Task:
Go to the line containing "pin: the conical" in the records below. Repeat it and the lines after it exactly, all the way to the end.
■ ■ ■
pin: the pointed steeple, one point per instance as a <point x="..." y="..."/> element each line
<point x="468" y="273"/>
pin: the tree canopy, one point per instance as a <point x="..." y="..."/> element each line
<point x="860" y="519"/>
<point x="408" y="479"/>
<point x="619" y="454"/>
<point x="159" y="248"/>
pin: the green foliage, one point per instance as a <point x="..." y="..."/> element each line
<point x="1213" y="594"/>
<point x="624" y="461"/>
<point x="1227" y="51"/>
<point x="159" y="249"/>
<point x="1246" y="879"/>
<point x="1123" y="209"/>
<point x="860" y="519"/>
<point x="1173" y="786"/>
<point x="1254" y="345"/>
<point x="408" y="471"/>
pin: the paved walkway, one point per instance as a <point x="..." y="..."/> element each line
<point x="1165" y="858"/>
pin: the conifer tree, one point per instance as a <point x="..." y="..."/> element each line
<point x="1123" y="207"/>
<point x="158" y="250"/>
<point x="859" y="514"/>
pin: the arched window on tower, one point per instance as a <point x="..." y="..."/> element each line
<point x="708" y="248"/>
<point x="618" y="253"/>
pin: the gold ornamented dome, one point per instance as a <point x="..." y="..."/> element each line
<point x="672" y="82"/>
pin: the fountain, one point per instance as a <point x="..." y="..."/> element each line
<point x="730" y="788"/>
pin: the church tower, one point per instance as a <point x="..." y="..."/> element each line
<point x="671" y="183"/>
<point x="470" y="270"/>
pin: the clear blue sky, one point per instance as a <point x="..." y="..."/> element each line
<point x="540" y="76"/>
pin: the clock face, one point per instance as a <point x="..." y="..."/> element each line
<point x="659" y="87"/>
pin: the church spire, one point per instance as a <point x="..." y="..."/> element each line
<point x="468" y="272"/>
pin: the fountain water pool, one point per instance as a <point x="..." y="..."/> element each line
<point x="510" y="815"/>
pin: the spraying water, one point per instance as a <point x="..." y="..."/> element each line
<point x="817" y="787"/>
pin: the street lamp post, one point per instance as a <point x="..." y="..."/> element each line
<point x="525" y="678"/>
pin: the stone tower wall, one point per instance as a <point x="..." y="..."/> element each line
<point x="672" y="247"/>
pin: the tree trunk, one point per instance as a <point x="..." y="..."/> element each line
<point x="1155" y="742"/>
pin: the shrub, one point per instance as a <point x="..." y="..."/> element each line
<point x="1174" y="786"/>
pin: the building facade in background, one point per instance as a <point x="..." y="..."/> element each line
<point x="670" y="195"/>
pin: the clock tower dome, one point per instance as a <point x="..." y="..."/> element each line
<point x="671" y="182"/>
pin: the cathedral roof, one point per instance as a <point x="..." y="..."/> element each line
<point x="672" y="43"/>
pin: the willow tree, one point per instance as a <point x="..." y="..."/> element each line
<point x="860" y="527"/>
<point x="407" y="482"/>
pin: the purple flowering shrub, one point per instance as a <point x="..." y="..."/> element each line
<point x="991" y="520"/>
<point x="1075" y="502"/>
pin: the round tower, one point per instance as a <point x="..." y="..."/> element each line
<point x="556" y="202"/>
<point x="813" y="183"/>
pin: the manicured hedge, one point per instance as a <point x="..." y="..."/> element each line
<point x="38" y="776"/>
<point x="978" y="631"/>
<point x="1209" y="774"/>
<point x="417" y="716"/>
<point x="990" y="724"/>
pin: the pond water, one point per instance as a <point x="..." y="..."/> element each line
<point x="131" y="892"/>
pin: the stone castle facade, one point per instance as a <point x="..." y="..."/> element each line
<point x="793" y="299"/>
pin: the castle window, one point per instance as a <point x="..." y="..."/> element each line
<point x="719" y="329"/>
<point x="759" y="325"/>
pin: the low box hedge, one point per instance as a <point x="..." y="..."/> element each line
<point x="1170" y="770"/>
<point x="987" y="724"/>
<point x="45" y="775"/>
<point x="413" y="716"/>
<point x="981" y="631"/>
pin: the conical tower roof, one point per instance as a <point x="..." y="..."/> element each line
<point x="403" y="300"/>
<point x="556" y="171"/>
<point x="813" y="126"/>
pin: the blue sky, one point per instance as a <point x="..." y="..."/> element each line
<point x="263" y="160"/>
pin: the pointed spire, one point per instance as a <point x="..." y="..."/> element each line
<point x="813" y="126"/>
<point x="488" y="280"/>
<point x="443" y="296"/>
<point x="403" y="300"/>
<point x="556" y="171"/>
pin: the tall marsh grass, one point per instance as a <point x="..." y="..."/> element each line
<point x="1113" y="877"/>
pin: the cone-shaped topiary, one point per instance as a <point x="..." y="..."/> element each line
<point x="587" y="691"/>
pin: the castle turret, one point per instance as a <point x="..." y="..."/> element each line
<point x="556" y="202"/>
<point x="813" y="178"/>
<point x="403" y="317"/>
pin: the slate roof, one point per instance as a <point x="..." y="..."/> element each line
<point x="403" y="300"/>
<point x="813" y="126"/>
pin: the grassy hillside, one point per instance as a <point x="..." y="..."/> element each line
■ ■ ■
Task output:
pin: the conical tower roof, one point per instance as a <point x="..." y="..."/> element each line
<point x="403" y="300"/>
<point x="556" y="171"/>
<point x="813" y="126"/>
pin: the blue sky, one point per instance as a <point x="..." y="..."/> element each line
<point x="263" y="160"/>
pin: the pointed spire, one point per instance as a <point x="..." y="..."/> element each line
<point x="813" y="126"/>
<point x="488" y="280"/>
<point x="443" y="296"/>
<point x="403" y="300"/>
<point x="556" y="171"/>
pin: the tall marsh grass, one point per instance as a <point x="..." y="..."/> element each line
<point x="1113" y="877"/>
pin: the cone-shaped topiary, one point per instance as a <point x="..." y="..."/> element each line
<point x="587" y="691"/>
pin: the castle turret, one point per instance as a <point x="..." y="..."/> element each line
<point x="556" y="202"/>
<point x="813" y="178"/>
<point x="403" y="317"/>
pin: the slate roof, one point per instance as a <point x="..." y="..."/> element each line
<point x="403" y="300"/>
<point x="813" y="126"/>
pin: the grassy hillside, one point per instance as a <point x="..." y="..."/> element each line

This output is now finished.